[Goal of the exercise]
Answer these questions from the passage on early sea life below:
1. What did many organisms stir up their cells to secrete?
2. What geological name is given to the period when the ocean seems to have passed its best stage for supporting life?
3. Why were skin and shell retained once they had been developed?

[Selected extract]
◇ ◇ ◇ ◇ ◇
Thus the living organisms in the earth's early sea contrived to cut themselves off from being bathed with the novel carbonaceous water. They cut themselves off from it in the course of generations by closing themselves off from it with skin or membrane. Many of them stirred up their cells to secrete lime and exude it so as to form for themselves a more or less impervious covering or shell. Finally, as they grew to like the mineral water less, they continually made fresh experiments to avoid it, and the more enterprising and adventurous got out of the ocean altogether, and migrated to the air or the land, perhaps by way of the shore sands and muds. This period, when the ocean seems to have passed its best stage for supporting all forms of life, appears to have been that which is geologically known as the Cambrian. After this period there was a wealth of ferns, of animals able to leave hard traces of themselves in the fossil records. Before this period there was no physiological need for either skin or shell. But once the skin and shell had been developed, primarily as a defence against the sea-water, their great advantages for purposes of the struggle for life among all forms of animals soon made themselves felt, and so they were retained.
◇ ◇ ◇ ◇ ◇
[Dataset content]
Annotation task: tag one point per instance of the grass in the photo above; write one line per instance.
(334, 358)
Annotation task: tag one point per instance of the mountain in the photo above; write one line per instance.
◇ ◇ ◇ ◇ ◇
[Solution for this problem]
1. Lime
2. The Cambrian
3. Their great advantages for purposes of the struggle for life among all forms of animals soon made themselves felt.